* **Set exercise**: Transcribe every line of the material below verbatim, without changing any word, number, or punctuation mark.

* **Records provided**:
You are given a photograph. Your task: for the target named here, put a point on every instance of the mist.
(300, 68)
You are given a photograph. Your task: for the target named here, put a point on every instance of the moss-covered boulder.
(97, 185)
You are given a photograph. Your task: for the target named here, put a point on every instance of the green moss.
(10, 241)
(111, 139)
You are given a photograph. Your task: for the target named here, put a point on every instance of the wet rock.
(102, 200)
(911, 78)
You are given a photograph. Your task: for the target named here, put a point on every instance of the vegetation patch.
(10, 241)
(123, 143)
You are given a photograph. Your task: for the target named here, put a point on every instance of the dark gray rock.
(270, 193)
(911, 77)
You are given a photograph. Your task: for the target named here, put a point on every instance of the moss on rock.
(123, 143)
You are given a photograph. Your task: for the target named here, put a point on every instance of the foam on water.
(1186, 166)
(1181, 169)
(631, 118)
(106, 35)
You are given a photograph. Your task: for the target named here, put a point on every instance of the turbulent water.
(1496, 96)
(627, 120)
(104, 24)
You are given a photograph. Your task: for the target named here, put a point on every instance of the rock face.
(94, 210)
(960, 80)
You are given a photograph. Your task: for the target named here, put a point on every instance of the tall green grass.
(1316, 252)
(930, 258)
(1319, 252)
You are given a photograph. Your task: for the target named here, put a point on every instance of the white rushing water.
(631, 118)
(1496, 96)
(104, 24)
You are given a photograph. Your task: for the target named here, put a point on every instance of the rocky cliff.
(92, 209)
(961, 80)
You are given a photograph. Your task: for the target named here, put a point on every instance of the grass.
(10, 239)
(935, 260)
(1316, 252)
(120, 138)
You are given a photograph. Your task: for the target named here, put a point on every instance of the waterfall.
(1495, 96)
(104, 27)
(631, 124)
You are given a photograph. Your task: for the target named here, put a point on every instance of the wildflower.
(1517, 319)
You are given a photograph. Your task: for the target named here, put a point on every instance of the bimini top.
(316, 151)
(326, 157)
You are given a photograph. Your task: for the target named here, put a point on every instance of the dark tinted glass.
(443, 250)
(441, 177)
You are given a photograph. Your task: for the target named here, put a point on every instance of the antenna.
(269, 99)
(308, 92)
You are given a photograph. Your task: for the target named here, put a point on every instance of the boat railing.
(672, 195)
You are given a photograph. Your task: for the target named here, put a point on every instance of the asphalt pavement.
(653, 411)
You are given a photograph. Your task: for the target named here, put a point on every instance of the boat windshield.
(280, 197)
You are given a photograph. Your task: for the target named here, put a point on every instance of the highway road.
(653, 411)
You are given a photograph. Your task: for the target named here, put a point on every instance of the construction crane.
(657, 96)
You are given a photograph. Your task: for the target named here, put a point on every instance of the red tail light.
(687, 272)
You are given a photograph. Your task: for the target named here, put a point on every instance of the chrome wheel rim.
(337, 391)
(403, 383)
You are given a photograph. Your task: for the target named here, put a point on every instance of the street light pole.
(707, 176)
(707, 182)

* **Answer to this exercise**:
You are given a photograph. Your task: for the target named here, put a point on every instance of the mist.
(300, 68)
You are given a photograph. Your task: for the target named here, put a point on every instance of the moss-covered boulder.
(97, 185)
You are given a photograph. Your task: for the target named here, put a point on every instance of the green moss.
(10, 241)
(111, 139)
You are given a photograph. Your task: for the target named here, put a point on every instance of the wet rock.
(102, 200)
(911, 78)
You are given a photograph. Your task: for the target named here, put a point on every instance of the vegetation patch.
(10, 241)
(123, 143)
You are given a photograph. Your task: for the target named here, put a point on every instance of the dark gray rock.
(270, 193)
(911, 77)
You are given a photograph. Your task: for the target named here, put a point on every instance of the moss on rock.
(123, 143)
You are given a photograph. Your task: for the target named here, put a point on every instance of the foam on water.
(1186, 166)
(1181, 169)
(631, 118)
(106, 35)
You are given a photograph. Your task: for the target named here, put a point on every instance of the turbulent water.
(1496, 96)
(627, 120)
(104, 24)
You are given a photograph. Your task: for the target named here, put a point on every instance of the rock face.
(94, 210)
(960, 80)
You are given a photograph. Your task: for the target named here, put a point on every instance of the tall green grass.
(1316, 252)
(930, 258)
(1319, 252)
You are given a photograph. Your task: for the target named here, put a point on every instance of the white rushing water.
(631, 118)
(1496, 96)
(104, 24)
You are given a photograph. Your task: for the target named here, put a point on every instance of the rocky cliff.
(92, 209)
(961, 80)
You are given a photograph. Your task: for the target named here, put a point on every instance of the grass.
(10, 239)
(935, 260)
(1316, 252)
(120, 138)
You are given a photograph. Your task: for the target named here, put a point on every instance of the waterfall.
(1495, 96)
(104, 27)
(631, 124)
You are given a photograph. Your task: for the target named here, put a point on every instance of the wildflower.
(1517, 319)
You are given a photograph. Your task: for the target named here, put a point on every instance of the bimini top.
(316, 151)
(326, 157)
You are given a photograph. Your task: for the target named here, put a point on every instance of the dark tinted glass.
(443, 250)
(441, 177)
You are given a photograph. Your task: for the target named here, put a point on every instance of the antenna.
(269, 99)
(308, 92)
You are given a photograph. Your task: for the target named here, put a point on every instance of the boat railing.
(672, 195)
You are given a photograph. Your task: for the target named here, put a point on every instance of the asphalt pavement.
(653, 411)
You are given a photograph. Your task: for the target named here, put a point on every instance of the boat windshield.
(280, 197)
You are given a photograph. Your task: for the target named here, put a point on every instance of the highway road.
(653, 411)
You are given a photograph. Your task: for the target named here, put a point on every instance of the construction crane.
(657, 96)
You are given a photograph. Your task: for the target named here, put a point on every instance of the red tail light.
(687, 272)
You are given a photograph. Your task: for the target named here, put a point on every instance of the chrome wheel rim.
(337, 391)
(403, 383)
You are given a photograph. Your task: for the target named here, put a point on every instance of the street light pole.
(707, 176)
(707, 182)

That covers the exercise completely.